§ **PROBLEM STATEMENT**: In the material below, repeat word for word the lines from the one containing "Locate the dirt" up to and including the one containing "[290, 361, 720, 480]".

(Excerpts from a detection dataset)
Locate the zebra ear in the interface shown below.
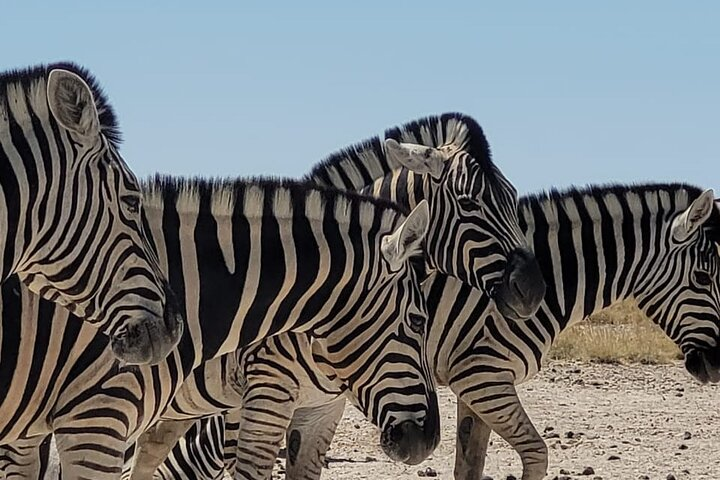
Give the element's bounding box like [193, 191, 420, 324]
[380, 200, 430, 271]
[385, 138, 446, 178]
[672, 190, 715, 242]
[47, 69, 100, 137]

==

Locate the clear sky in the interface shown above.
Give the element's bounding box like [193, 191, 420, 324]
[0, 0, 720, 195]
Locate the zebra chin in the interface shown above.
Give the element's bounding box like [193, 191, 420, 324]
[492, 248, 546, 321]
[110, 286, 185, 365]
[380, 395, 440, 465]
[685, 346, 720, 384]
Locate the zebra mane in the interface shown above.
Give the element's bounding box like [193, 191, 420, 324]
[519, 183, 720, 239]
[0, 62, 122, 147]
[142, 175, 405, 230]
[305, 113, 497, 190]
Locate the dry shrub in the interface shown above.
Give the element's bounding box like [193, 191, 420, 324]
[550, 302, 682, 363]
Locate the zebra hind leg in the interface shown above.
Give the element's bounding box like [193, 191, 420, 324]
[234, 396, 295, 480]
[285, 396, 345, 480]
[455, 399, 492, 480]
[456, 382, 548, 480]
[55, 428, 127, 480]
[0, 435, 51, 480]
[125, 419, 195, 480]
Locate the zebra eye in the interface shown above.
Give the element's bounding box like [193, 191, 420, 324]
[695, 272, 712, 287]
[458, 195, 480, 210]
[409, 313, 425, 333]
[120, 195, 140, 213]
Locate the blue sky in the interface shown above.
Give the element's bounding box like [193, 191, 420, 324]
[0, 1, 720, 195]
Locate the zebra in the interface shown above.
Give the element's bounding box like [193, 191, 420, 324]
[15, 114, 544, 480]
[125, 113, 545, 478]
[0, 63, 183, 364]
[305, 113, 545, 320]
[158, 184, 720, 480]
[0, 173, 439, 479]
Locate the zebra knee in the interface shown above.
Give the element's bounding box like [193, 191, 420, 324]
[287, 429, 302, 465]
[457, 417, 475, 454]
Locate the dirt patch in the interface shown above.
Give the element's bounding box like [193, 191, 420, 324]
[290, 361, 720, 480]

§ **SOLUTION TO THIS EXERCISE**:
Locate the dirt patch in the interface shown above.
Give the element's bounding box like [193, 191, 420, 324]
[290, 361, 720, 480]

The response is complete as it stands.